• Document excerpt
==========

There's undoubtly a lot going on here, but let's take a look at the most important parts. The manual for top are quite dense, so I'll cover the most commonly used sections. The very first line covers the uptime (22 minutes), how many users are on the system, and the load averages. Loads in Unix systems are given as three numbers: the load in the past one minute, five minutes, and fifteen minutes. The number ranges from 0 to over 1, but the interpretation depends on how many cores your processor has, and what's holding up processes. When we run bioinformatics programs, we can hit different bottlenecks: memory running out requiring we use swap space, reading large files from a slow disk, waiting for BLAST results to be recieved over the network from another machine, or actually processing done in the CPU. In cases where we have many processes all trying to use our CPU, we will see the load average rise. Processes will have to wait for their turn to use our CPUs, and this can lead to slow behavior. This is why if we have a single processor machine, we don't want to use GNU Parallel or xargs in parallel: it would create two processes that would have to weight on each other to share the only CPU.

On a two core system, a load average of 2 means that both CPU cores are constantly working over a given time period (in the load average case, one, five, or fifteen minutes). A load average over 2 means that now processes are having wait for each other. Under 2 means that our CPU has periods where it's not doing processing. Load averages are a very important statistic to look at when running large bioinformatics jobs because they could give you a hint if you're doing too much at once, and maxing out your CPU (load average above the number of cores you have), or if processes have been running for a while and load average is low, this could indicate something else (disk, memory, or network) is a the bottleneck.

The next line breaks gives you the number of processes broken down by state (running, sleeping, etc), which we saw in ps aux's output per process. The third line is another important one: it specifies what the CPU spent its time on since the last update of top. In our example, we see it spent 70.9% of it's time in "us", 2% of it's time in "sy", and 27.1% of its time in "wa". There are many options that we don't need to go into too much detail about (see the manual if you are curious), but it's worth know that Unix systems divide up userland ("us") and system ("sy"), and most of our data crunching bioinformatics work will tax our userland resources. More importantly, Linux top gives "wa", which is the percent of time the CPU is waiting on other stuff, and a consistenly high percent "wa" is a good warning sign something other than CPU is the bottleneck.

==========

• Provided records
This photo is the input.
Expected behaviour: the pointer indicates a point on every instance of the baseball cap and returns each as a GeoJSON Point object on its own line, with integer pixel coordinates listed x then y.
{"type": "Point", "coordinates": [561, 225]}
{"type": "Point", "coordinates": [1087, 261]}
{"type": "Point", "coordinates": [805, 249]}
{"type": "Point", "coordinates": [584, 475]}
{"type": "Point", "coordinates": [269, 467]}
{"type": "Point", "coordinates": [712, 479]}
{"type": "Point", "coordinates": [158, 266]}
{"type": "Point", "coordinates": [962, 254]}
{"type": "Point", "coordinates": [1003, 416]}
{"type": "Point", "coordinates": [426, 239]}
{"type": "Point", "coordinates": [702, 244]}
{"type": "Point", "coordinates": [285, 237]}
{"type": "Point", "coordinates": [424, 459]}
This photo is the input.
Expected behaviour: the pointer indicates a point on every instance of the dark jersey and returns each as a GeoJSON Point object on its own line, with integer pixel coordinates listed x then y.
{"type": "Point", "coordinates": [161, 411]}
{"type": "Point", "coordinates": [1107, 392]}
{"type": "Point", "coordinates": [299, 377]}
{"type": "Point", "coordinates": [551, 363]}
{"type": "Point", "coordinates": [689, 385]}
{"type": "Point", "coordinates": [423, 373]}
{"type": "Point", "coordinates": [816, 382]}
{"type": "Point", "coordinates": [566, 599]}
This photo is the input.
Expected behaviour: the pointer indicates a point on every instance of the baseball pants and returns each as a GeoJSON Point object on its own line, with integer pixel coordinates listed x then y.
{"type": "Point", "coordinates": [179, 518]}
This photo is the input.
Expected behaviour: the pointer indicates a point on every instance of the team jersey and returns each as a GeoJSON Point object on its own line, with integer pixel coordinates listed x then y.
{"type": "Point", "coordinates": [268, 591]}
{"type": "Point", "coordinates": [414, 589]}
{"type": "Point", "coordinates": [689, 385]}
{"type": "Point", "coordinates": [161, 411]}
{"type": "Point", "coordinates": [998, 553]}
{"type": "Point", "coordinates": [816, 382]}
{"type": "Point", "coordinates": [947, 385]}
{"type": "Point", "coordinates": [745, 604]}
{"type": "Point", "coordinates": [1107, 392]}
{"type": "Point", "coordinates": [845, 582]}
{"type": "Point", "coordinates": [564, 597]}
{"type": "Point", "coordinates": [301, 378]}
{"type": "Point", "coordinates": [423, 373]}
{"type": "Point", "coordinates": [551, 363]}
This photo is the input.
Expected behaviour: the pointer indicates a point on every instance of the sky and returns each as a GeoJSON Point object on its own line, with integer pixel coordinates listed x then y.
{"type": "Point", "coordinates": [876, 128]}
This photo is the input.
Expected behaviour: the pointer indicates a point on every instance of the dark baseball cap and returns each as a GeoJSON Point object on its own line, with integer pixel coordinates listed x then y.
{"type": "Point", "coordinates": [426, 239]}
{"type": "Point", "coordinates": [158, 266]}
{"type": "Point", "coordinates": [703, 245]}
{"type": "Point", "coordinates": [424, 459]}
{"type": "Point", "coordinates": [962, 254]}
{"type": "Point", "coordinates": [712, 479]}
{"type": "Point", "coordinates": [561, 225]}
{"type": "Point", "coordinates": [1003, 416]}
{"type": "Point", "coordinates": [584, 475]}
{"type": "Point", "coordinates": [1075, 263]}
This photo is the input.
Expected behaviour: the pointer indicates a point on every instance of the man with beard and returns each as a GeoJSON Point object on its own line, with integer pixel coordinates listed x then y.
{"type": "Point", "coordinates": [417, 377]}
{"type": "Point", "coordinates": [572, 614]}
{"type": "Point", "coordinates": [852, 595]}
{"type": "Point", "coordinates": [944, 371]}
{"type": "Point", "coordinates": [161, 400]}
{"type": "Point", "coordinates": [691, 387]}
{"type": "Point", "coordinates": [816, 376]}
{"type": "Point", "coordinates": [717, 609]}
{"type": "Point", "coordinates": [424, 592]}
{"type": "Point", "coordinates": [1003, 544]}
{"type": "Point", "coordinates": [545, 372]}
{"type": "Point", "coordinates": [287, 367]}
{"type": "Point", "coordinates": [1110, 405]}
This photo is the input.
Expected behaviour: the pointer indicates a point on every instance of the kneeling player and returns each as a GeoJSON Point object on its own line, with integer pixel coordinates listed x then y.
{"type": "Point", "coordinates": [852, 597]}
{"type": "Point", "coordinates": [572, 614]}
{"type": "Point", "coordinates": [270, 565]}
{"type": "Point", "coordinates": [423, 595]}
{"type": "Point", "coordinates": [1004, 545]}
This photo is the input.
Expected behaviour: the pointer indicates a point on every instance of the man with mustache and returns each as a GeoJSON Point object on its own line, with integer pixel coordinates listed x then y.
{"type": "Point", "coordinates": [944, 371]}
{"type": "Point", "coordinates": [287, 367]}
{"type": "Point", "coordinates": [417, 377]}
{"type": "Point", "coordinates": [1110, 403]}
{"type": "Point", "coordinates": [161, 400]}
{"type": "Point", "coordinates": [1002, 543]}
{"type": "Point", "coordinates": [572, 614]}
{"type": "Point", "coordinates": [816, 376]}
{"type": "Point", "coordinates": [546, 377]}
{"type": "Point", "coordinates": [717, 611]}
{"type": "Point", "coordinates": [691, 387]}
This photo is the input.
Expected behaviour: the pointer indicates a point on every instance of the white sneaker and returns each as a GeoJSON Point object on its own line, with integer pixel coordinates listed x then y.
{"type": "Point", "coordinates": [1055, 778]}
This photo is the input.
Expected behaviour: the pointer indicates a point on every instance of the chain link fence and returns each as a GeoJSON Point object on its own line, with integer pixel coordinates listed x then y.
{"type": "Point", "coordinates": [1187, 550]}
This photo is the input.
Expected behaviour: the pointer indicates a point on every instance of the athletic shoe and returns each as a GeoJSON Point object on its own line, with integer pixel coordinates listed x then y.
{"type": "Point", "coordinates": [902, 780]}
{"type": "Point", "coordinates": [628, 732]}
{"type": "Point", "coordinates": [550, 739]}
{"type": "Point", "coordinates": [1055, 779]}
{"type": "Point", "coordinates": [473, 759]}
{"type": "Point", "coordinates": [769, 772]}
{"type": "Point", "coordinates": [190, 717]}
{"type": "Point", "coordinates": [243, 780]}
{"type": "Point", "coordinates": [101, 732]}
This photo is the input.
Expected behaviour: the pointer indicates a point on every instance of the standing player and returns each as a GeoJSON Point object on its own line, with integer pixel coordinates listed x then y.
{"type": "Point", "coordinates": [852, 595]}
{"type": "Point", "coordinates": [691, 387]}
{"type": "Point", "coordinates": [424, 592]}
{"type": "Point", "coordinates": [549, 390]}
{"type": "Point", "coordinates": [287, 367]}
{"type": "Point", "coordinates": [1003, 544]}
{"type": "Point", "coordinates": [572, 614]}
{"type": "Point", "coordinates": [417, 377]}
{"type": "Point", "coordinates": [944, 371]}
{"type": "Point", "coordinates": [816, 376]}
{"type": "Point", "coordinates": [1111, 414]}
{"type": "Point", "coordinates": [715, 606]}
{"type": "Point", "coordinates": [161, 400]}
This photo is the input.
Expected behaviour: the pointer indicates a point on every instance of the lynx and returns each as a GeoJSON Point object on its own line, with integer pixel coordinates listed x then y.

==========

• Directive A
Edit the passage on the top command from "The next line" to "is the bottleneck.", swapping "warning sign" for "red flag".
• Directive B
In the passage on the top command, what share of its time did the CPU spend in "wa" in the example?

• Task response A
The next line breaks gives you the number of processes broken down by state (running, sleeping, etc), which we saw in ps aux's output per process. The third line is another important one: it specifies what the CPU spent its time on since the last update of top. In our example, we see it spent 70.9% of it's time in "us", 2% of it's time in "sy", and 27.1% of its time in "wa". There are many options that we don't need to go into too much detail about (see the manual if you are curious), but it's worth know that Unix systems divide up userland ("us") and system ("sy"), and most of our data crunching bioinformatics work will tax our userland resources. More importantly, Linux top gives "wa", which is the percent of time the CPU is waiting on other stuff, and a consistenly high percent "wa" is a good red flag something other than CPU is the bottleneck.

• Task response B
27.1%